>> Begin Provided text
Course 3(a): Slow Cooked Salmon (Sous Vide), Eggplant, Charred Scallions, Salmon Roe. I had never had sous vide salmon before and I’ve got to say, I’m just not a fan. The peculiar cube of gorgeous medium-rare salmon looked beautiful but had a soft texture that I could not get past. I did enjoy how the roe added a finishing touch of saltiness to the dish the way a sprinkling of fleur de sel would have.
Course 3(m): Red Wine Braised Octopus, Charred Shishito Peppers, Orange Rind Gastrique. The octopus was pleasantly tender, and as I am a huge fan of shishito peppers, I much preferred this dish over the salmon.
Course 4(a): Pan Roasted Duck Breast, Strawberry Sambal Gastrique, Braised Radicchio & Hibiscus, Fennel & Gold Beet Salad, Cashews. I felt that this dish really embodied the time of year — the transition between summer and fall. I actually really enjoyed the radicchio and hibiscus, which I found to be extra bitter (Martin was not a fan but loved the duck).
Course 4(m): Buttermilk Chicken, Arugula Pistou, Mushroom Duxelle, Crispy Shallot. The chicken was incredibly succulent and completely changed my view on ordering the poultry at a fine dining establishment. The crispy shallots were a fun garnish, making me think of fried chicken, while the sauces underneath melded well with one another.
Course 5(a): 36 Hour Slow Cooked “Pastrami-Style” Short Rib, Shimeji Mushrooms, Fingerling Potatoes, Frisee Salad. The short rib was incredibly tender and paired with the mustard vinaigrette that dressed the salad beneath it, I was transported to a very high-end version of a Jewish deli. I just have to say though — I’ve never been able to look at a plate of frisee without feeling a lot of appreciation and a little bit of guilt, because I know what a pain in the butt it is for the person who has to pick the yellow leaves from the bitter white stems.
Course 5(m): Braised Short Rib, Celery Root Puree, Roasted Brussels Sprouts, Red Wine Jus. A second preparation of the short rib, this was almost lacquered in red wine and tasted wonderful for it. I’d say this dish was the most no-frills one of the bunch, and I appreciated that. Nothing beats a good plate of beef, brussels, celery root puree, and red wine sauce.
Course 6(a): Pavlova, Freshly Whipped Cream, Strawberry Chamomile Sorbet. The paylova was crispy and airy, the whipped cream was delicate, and the sorbet was the star of the show. It was fruity yet fragrant and not-too-sweet, just the way I like it.
Course 6(m): Buttermilk Panna Cotta, Watermelon Granita, Blackberry Banyuls Sorbet. I usually dislike tangy dairy, but the buttermilk panna cotta was the perfect counter to the sweet fruit. I was also really looking forward to tasting the blackberry banyuls sorbet (banyuls is an expensive French vinegar made from Grenache grapes) and it exceeded my expectations.
>> End Provided text
>> Begin Input
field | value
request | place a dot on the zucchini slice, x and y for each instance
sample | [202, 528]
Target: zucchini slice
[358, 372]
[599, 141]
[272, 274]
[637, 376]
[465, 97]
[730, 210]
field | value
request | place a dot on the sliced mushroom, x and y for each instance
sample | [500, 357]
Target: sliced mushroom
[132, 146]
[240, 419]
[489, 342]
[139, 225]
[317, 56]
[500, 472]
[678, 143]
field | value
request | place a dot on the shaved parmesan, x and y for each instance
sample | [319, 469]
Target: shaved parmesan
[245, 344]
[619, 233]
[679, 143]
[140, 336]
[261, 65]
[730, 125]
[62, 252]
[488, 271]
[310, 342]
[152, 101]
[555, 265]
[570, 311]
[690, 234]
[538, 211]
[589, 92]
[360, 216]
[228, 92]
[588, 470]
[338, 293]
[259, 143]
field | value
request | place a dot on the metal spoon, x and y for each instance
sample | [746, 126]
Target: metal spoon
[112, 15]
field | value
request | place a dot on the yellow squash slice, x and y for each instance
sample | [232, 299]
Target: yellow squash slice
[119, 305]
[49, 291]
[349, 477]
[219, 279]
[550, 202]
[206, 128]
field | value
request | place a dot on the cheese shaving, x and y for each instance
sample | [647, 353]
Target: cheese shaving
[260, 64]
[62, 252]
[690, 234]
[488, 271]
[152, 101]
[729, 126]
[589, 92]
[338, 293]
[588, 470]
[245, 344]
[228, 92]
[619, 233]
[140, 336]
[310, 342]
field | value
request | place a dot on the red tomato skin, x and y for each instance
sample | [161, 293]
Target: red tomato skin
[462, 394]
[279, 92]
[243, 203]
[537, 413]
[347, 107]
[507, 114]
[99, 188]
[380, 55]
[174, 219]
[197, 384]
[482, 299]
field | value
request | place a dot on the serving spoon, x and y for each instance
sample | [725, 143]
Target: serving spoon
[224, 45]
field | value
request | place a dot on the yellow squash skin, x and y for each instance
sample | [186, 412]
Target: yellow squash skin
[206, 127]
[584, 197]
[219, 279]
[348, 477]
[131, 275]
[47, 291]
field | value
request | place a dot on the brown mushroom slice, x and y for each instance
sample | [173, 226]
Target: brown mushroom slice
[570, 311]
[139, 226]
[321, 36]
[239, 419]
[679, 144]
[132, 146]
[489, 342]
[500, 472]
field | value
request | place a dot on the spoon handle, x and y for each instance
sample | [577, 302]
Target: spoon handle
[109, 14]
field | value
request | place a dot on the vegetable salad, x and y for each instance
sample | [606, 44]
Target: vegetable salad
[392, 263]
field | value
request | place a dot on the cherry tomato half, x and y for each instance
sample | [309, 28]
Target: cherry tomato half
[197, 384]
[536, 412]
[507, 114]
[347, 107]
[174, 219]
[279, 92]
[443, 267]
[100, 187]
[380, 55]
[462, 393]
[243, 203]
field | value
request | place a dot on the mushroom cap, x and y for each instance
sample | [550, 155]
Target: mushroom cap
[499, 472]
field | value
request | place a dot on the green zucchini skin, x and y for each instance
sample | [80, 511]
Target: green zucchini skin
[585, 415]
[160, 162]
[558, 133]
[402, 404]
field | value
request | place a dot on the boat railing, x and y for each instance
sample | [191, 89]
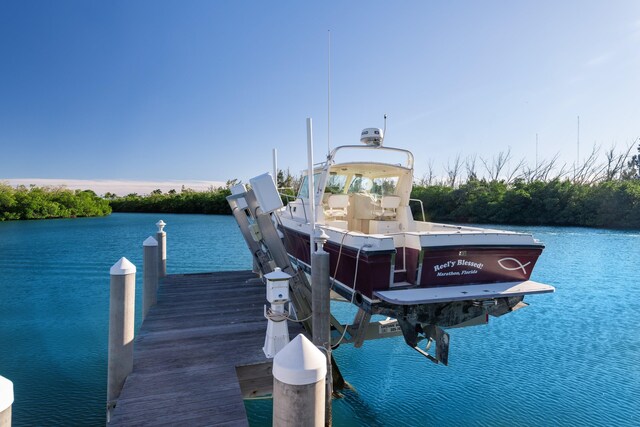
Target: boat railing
[424, 218]
[409, 154]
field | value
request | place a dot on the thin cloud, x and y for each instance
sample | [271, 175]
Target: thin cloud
[119, 187]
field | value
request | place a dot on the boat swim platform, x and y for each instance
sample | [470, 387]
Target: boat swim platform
[463, 292]
[198, 353]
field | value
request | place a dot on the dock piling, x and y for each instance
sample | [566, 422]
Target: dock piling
[121, 329]
[6, 401]
[161, 237]
[299, 372]
[150, 282]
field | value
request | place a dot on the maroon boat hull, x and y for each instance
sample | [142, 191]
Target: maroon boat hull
[444, 267]
[429, 267]
[374, 269]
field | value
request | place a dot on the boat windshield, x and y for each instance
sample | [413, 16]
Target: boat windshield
[377, 186]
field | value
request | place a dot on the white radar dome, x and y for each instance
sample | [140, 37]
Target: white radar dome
[372, 136]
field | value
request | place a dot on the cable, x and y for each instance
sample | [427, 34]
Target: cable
[279, 317]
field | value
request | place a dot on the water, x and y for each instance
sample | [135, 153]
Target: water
[571, 358]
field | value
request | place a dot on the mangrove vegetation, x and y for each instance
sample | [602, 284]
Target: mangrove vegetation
[49, 202]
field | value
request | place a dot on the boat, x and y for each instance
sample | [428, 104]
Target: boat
[426, 275]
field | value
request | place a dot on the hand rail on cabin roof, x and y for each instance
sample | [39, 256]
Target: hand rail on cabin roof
[409, 154]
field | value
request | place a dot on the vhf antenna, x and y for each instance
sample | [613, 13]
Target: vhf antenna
[329, 99]
[384, 131]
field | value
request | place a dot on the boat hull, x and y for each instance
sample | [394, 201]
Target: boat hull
[366, 271]
[434, 267]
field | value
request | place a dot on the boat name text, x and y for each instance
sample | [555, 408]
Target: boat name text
[458, 263]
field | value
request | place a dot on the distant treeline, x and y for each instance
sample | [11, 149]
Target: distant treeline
[609, 204]
[212, 201]
[49, 202]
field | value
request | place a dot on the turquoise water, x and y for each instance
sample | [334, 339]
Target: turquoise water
[571, 358]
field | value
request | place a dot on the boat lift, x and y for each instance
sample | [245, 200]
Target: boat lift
[417, 314]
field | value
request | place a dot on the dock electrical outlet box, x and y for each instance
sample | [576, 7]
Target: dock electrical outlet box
[266, 193]
[277, 286]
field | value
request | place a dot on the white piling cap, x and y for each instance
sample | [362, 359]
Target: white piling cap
[6, 393]
[150, 242]
[122, 268]
[277, 275]
[300, 363]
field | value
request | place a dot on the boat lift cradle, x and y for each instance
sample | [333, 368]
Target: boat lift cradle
[417, 314]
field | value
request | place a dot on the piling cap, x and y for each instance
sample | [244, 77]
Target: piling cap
[150, 242]
[276, 275]
[6, 393]
[122, 268]
[300, 363]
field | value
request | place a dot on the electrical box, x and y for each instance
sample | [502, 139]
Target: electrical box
[277, 286]
[266, 192]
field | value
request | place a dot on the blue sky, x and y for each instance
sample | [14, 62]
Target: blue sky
[203, 90]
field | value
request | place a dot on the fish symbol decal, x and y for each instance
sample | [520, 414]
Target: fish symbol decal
[518, 267]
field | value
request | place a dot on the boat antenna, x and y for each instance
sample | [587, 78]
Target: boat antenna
[384, 131]
[329, 98]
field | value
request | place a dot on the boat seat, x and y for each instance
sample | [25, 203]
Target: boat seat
[386, 209]
[337, 204]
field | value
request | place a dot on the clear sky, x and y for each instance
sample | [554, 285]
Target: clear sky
[203, 90]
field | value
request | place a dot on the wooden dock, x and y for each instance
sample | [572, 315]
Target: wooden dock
[198, 353]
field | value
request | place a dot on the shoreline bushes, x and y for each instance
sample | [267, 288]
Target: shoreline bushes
[49, 202]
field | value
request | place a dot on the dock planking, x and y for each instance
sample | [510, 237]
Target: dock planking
[198, 353]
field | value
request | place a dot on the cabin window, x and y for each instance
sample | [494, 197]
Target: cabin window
[336, 184]
[384, 186]
[375, 186]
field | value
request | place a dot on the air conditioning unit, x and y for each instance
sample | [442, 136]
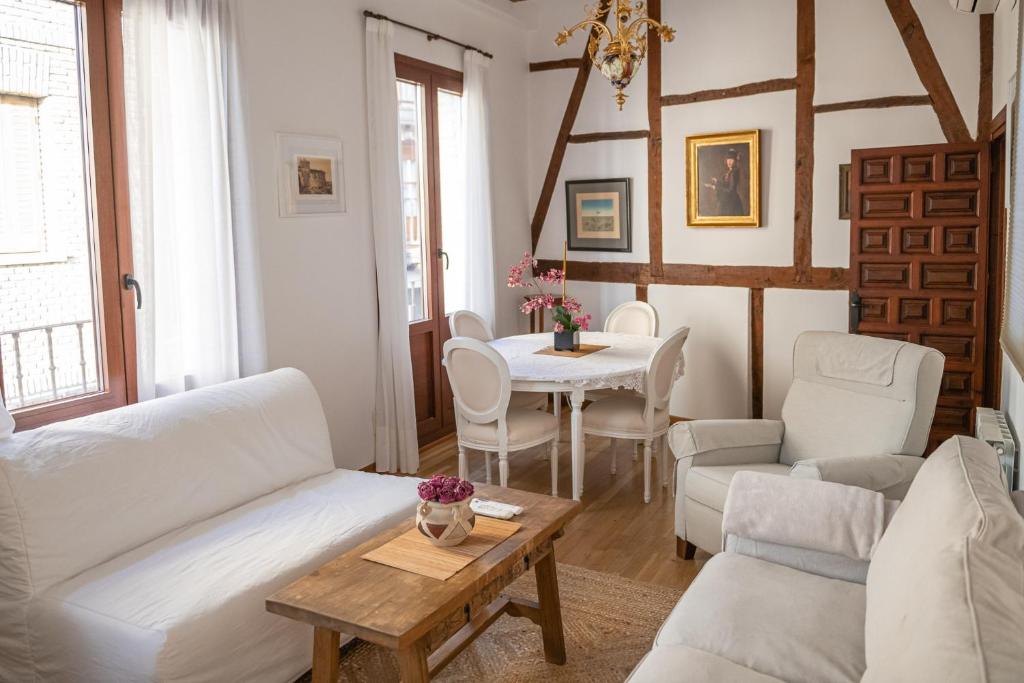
>> End Input
• Actions to take
• 1. Reproduce the passage of the tasting-menu review between "Course 4(a): Pan" and "with one another.", inclusive.
• 2. Find each line in the records that contains the string "mangrove", and copy those lines.

• Solution list
• 1.
Course 4(a): Pan Roasted Duck Breast, Strawberry Sambal Gastrique, Braised Radicchio & Hibiscus, Fennel & Gold Beet Salad, Cashews. I felt that this dish really embodied the time of year — the transition between summer and fall. I actually really enjoyed the radicchio and hibiscus, which I found to be extra bitter (Martin was not a fan but loved the duck).
Course 4(m): Buttermilk Chicken, Arugula Pistou, Mushroom Duxelle, Crispy Shallot. The chicken was incredibly succulent and completely changed my view on ordering the poultry at a fine dining establishment. The crispy shallots were a fun garnish, making me think of fried chicken, while the sauces underneath melded well with one another.

• 2.
request | place a dot on the mangrove vegetation, x and y for each instance
Target: mangrove vegetation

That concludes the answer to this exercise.